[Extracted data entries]
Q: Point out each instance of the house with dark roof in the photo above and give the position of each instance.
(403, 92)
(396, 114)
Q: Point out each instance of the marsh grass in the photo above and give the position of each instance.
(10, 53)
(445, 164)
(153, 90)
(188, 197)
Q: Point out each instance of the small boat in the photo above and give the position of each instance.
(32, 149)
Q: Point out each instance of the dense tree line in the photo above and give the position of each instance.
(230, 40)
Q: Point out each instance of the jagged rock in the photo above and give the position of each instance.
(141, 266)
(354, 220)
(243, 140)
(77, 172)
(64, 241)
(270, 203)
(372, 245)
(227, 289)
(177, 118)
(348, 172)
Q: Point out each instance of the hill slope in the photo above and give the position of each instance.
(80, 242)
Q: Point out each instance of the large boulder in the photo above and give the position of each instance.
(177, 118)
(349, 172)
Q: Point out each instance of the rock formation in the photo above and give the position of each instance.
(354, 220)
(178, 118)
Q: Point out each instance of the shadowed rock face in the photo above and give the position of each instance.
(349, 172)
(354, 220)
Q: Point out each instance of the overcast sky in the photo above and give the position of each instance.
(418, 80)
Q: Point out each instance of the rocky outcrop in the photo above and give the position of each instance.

→ **What you need to do**
Could you give the entries from the line with "Q: Point out each instance of the rock formation" through the end of the entries again, swapping "overcast sky" for "cloudy sky" and leaving everything else unchanged?

→ **Solution to this exercise**
Q: Point out each instance of the rock formation in the photo above and give the position of each instance.
(354, 220)
(178, 118)
Q: Point out each instance of the shadowed rock face in the photo above and give the position of each instance.
(349, 172)
(354, 220)
Q: Point out each instance of the cloudy sky in the photo above and give the position of each instance.
(418, 80)
Q: Point out each instance of the rocky outcrop in the photo above and give the position of each instance.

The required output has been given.